### Selected excerpt
..........

Disney Stock: Don’t Count “DIS” Out?
Don’t Dis The DIS: Is The Walt Disney Company Poised For Stock Growth?
This one warmed the heart of me and my 11 shares of “DIS’ – this past weekend, CNBC posted: “Mulan debut allows Disney to ‘flex’ its muscle, trader says. Here’s why”.
DIS Ready to FLX?
Michael Affine posted:
“Disney+ has a lot of legs,” said Sanchez on CNBC’s “Trading Nation” on Friday. “Right now it’s a new shiny toy, and I think it’s going to remain that way. … I think this could be a very valuable move for Disney, and also to flex the muscle of their Disney+ streaming channel.”
Disney has made a steady climb back from its March lows but is still down nearly 9% for the year. The company was forced to shut the doors temporarily on many of its parks due to the Coronavirus pandemic, but Sanchez says that once things get back to normal, Disney could outperform again.
“If you look at the things holding them back … the inability to open their parks, the challenges they have around sports,” said Sanchez. “Within the next six to12 months, we’re going to see some changes there that are going to be very beneficial to Disney, so I would actually think that as soon as we get back to a more normal situation, Disney could participate significantly more than the market.”
Disney+ Already A+ For Investors?
Now, we have the benefit of hindsight and the knowledge that Mulan has had an uneven reception by audiences:
However, Affigne added:
Matt Maley, equity strategist at Miller Tabak, points out that although the stock is lagging, you shouldn’t count Disney out.
“The stock actually hasn’t been acting all that badly,” Maley said during the same segment. “Even though it hasn’t been as aggressive in its rally as a lot of other stocks, it has still been making a series of “higher lows” and “higher highs” in a nice upward sloping trend channel.”
DIS: But… There’s Always A “But”
Meanwhile, as good as Labor Day Weekend was for the theme parks in Florida, today The Motley Fool said to stay calm:
There’s also still no sign that the industry isn’t retreating. Many employees have been furloughed since reopening. Several on-site hotels at Disney World and Universal Orlando remain closed, a strong indication that it’s locals — who spend far less on a day at the park than out-of-towners — at the parks… However, the appetite for theme park escapism is still alive — and for now that will have to be enough.
It will be VERY interesting to see if DIS rebounds from a -1.20 loss on Friday, September 4.

..........

### Stored records
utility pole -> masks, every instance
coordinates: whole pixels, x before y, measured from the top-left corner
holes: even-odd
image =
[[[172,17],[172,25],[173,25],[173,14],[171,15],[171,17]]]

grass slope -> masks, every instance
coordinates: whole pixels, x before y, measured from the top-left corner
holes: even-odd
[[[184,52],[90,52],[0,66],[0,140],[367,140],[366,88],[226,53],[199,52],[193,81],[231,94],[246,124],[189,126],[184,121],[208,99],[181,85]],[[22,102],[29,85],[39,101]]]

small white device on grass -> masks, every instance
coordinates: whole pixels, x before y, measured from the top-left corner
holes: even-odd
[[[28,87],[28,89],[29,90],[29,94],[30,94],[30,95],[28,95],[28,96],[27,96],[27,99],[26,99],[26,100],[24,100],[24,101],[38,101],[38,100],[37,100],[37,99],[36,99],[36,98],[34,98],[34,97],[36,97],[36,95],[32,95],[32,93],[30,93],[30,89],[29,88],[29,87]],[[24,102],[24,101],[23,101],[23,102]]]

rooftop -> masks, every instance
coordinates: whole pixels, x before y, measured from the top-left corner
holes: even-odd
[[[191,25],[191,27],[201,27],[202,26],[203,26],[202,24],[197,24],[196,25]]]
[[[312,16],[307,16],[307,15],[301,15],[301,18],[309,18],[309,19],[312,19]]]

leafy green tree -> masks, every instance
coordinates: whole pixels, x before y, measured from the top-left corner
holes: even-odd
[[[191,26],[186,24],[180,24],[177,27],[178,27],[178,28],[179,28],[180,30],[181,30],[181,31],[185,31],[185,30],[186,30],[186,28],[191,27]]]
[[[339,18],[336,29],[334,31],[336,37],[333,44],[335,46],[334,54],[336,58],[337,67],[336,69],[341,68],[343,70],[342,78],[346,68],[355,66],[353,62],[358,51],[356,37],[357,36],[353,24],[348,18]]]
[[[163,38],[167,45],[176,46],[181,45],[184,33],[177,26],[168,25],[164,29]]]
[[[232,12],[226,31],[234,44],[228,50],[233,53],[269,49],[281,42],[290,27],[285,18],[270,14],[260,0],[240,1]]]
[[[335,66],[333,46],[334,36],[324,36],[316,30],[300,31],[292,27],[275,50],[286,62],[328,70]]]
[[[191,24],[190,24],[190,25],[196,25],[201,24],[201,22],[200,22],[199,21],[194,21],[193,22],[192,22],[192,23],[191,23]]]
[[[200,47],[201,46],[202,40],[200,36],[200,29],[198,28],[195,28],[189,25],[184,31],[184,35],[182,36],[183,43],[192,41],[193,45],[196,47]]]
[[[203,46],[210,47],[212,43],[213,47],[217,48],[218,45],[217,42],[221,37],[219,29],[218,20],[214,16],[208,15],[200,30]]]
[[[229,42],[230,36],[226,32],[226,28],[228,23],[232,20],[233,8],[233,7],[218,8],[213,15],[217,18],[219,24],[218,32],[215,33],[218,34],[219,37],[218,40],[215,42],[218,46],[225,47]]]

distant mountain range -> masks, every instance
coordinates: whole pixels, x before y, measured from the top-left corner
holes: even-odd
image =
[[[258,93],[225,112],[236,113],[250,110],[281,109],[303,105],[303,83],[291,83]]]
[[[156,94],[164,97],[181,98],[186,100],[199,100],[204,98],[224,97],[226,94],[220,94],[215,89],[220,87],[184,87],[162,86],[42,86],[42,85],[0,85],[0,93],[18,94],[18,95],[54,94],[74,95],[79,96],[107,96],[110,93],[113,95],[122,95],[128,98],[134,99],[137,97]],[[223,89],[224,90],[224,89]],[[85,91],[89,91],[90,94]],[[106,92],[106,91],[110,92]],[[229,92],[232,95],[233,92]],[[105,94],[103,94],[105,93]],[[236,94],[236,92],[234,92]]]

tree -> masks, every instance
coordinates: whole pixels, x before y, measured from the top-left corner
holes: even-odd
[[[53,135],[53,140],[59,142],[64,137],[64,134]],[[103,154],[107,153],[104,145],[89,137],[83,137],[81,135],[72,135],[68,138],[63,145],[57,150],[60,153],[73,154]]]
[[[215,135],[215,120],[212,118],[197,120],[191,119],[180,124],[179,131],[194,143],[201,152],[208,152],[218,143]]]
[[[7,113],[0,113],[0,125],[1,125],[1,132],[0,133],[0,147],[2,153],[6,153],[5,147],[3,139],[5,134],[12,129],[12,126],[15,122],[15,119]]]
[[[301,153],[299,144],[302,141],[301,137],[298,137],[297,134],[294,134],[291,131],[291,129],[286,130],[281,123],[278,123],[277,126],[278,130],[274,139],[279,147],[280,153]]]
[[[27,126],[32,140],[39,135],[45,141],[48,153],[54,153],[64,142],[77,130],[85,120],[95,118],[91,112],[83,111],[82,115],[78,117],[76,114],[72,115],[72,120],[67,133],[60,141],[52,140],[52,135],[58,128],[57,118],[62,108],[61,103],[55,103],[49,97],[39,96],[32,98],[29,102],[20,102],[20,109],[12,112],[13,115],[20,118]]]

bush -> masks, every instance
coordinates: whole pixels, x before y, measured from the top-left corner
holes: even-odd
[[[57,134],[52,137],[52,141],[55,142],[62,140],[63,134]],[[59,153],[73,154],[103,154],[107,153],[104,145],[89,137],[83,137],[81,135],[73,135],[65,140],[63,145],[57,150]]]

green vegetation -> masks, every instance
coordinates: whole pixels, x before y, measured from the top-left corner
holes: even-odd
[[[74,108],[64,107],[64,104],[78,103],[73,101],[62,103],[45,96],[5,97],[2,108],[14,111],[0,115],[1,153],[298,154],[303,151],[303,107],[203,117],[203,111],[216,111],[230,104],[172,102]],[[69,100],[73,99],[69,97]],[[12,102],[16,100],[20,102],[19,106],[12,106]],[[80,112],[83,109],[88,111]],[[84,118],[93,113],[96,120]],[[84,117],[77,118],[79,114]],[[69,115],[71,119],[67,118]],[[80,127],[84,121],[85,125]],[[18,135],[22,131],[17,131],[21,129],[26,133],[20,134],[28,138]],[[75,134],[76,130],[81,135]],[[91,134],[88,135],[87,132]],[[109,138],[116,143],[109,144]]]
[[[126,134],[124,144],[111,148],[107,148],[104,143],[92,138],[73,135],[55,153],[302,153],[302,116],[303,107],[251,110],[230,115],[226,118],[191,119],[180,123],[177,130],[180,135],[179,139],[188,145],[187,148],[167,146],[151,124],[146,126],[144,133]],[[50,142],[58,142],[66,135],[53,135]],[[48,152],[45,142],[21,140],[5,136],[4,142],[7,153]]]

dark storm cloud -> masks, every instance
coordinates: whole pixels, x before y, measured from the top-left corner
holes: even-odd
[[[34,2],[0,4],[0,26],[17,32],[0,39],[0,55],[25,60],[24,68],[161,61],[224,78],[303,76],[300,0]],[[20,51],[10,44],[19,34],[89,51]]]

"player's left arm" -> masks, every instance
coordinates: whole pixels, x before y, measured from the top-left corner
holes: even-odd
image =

..........

### Description of the task
Extract the part of the Disney stock post between "Now, we have" and "count Disney out.", inclusive, copying it word for word.

### Task result
Now, we have the benefit of hindsight and the knowledge that Mulan has had an uneven reception by audiences:
However, Affigne added:
Matt Maley, equity strategist at Miller Tabak, points out that although the stock is lagging, you shouldn’t count Disney out.